Ninguém saberá jamais o quanto amo a Diego, por Keila Knobel

por Keila Knobel

 

 

Ouvi a notícia da confirmação do primeiro caso de Covid-19 no Brasil no rádio, entre o aeroporto e minha casa. Voltávamos da Colômbia. Uma mala pequena, mas pesada, veio carregada de livros. Meu tesouro veio comigo na mala de mão (tenho medo de que sumam com minha mala). Foi o último livro que encontrei na última livraria em que entrei, no último dia de passeio, na última cidade visitada. Como se todos os outros livros tivessem me conduzido a ele. El diário de Frida Khalo: un íntimo autorretrato (La Vaca Independiente, Cidade do México, 1995/2017) é nada menos que a reprodução completa do diário dos últimos dez anos de vida da pintora mexicana (1944 a 1954).

▶ **Seu objetivo**
Por favor, escreva a continuação do relato sobre a volta da Colômbia a partir da última frase mostrada. As entradas a seguir não têm nenhum papel aqui.

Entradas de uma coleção
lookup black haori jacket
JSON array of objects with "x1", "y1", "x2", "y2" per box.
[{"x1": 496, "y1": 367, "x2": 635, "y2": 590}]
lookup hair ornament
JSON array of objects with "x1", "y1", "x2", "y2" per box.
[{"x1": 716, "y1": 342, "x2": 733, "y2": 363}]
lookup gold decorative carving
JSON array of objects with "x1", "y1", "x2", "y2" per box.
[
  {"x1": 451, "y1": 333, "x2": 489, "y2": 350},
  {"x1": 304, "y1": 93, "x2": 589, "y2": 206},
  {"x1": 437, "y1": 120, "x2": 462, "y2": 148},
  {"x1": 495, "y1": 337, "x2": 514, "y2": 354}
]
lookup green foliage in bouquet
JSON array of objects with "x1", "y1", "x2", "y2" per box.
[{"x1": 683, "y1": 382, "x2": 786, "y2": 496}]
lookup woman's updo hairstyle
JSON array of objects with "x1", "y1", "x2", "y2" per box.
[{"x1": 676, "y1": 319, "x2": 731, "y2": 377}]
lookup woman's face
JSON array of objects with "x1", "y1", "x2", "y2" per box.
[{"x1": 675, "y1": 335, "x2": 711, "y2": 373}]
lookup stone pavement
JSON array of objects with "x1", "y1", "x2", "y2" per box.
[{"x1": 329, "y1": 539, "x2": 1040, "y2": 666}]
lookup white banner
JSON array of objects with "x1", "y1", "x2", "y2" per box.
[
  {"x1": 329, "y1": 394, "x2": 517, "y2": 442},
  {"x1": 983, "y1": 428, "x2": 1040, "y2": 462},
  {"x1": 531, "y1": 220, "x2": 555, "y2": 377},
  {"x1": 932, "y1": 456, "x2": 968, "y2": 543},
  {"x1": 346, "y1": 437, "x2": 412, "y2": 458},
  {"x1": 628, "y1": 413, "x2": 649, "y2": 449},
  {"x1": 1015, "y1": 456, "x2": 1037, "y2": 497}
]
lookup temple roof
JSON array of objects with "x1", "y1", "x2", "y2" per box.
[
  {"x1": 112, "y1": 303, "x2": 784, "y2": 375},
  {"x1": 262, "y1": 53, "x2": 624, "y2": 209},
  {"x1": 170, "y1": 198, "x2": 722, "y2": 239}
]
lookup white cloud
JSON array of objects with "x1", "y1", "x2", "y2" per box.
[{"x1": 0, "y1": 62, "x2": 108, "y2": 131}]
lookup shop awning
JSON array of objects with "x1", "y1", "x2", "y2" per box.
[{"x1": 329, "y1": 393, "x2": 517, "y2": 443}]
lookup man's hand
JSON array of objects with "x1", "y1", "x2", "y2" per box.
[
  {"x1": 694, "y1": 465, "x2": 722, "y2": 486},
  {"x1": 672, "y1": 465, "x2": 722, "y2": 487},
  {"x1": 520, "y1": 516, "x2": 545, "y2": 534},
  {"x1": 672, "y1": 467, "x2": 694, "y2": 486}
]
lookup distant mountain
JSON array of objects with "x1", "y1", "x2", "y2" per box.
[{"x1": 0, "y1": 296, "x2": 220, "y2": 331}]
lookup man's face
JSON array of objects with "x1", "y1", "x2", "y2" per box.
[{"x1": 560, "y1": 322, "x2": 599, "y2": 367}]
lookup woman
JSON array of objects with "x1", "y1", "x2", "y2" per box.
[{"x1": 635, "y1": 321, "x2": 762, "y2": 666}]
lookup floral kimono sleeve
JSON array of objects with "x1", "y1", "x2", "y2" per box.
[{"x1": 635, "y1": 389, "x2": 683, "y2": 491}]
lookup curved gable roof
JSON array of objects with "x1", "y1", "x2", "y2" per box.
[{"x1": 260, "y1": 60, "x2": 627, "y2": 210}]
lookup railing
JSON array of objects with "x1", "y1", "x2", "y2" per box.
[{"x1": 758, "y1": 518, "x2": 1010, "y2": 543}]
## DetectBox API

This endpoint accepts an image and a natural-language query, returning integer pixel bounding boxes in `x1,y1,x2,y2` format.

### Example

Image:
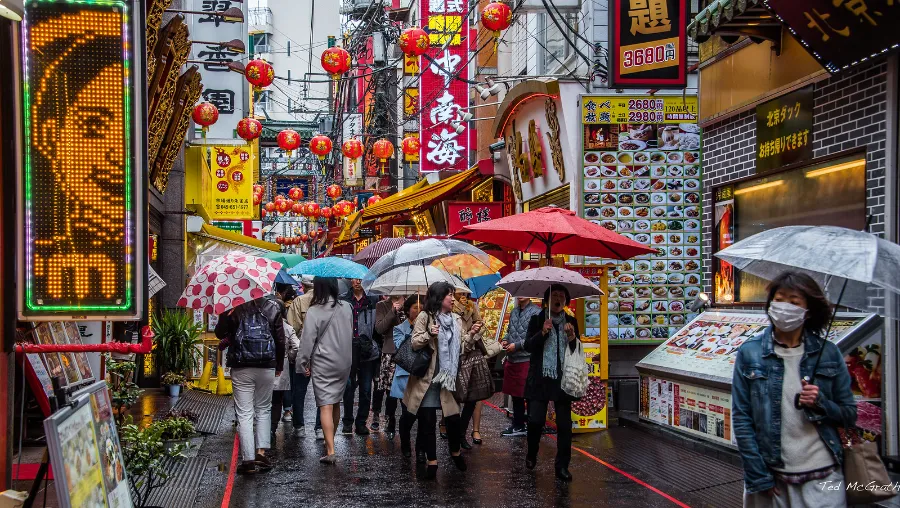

▶ **Resposta do exercício**
 

Segurar esse livro com caligrafia, rasuras e desenhos íntimos de Frida me excitou ao mesmo tempo que me constrangeu – quem escreve diários sabe da privacidade que se espera dessas páginas. Primeiro, me embriaguei com as imagens incrivelmente potentes. Depois li a introdução de Carlos Fuentes e o ensaio de Sara Lowe, que além de discorrerem sobre a vida e obra de Frida, contextualizam o diário e comentam alguns dos trechos. Então, dias depois, me rendi à leitura. Lenta, porque intensa e às vezes dolorosa. Ainda hoje não o li inteiramente e não houve modo de apressar-me, nem de deixar de compartilhá-lo já.

 

Quase todos desenhos do diário são marcadamente espontâneos e eram feitos com os materiais que estavam à sua disposição no momento. Pouquíssimos se relacionam a estudos os obras concluídas.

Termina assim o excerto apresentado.